> [The problem]
Output as a JSON list of strings, one string per line, every line of the listing from the line containing "on face visible?" through the last line of the listing, both included, skipping any blank lines.

> [Dataset records]
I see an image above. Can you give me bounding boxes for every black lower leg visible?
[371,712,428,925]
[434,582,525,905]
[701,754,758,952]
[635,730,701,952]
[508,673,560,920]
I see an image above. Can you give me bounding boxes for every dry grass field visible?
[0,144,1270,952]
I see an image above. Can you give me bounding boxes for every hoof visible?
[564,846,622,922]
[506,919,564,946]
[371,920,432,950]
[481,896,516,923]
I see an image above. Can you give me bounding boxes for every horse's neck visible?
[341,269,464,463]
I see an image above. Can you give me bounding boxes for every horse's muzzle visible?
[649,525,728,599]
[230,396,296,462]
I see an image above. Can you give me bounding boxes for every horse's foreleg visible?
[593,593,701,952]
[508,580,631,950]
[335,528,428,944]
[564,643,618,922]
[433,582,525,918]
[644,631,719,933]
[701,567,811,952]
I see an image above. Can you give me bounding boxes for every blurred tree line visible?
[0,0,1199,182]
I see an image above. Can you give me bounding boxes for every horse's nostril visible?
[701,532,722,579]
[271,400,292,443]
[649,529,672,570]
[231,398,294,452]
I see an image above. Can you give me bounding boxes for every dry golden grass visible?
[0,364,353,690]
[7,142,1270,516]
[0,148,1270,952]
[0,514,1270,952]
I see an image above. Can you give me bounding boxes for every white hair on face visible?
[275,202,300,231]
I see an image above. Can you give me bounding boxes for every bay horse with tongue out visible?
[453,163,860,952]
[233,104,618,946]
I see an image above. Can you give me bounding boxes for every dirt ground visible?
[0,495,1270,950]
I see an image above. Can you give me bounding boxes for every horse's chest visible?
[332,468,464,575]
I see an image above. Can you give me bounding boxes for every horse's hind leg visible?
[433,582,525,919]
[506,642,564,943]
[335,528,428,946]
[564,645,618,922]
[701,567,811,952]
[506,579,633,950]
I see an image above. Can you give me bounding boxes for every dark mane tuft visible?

> [Solution for this task]
[
  "I see an image above. Can you give me bounding boxes for every white hair on face visible?",
  "[275,202,300,231]",
  "I see an image above. Can you give me bounding boxes for every bay horse with tongue out visible?",
  "[453,163,860,952]",
  "[233,104,618,946]",
  "I see an image above. Can you give me bounding boxes for every dirt ground visible?",
  "[0,495,1270,950]",
  "I see an image above. Can you give me bounding boxes for every horse's chest visible?",
  "[332,468,464,575]",
  "I see an image above. Can you give me bounding boxes for every horse's hind leg visible?",
  "[433,582,525,919]",
  "[506,642,564,943]",
  "[335,528,428,946]",
  "[564,645,618,922]",
  "[701,567,811,952]",
  "[506,579,633,950]",
  "I see an image above. Can you give me bounding boxes for every dark mane tuft visible?"
]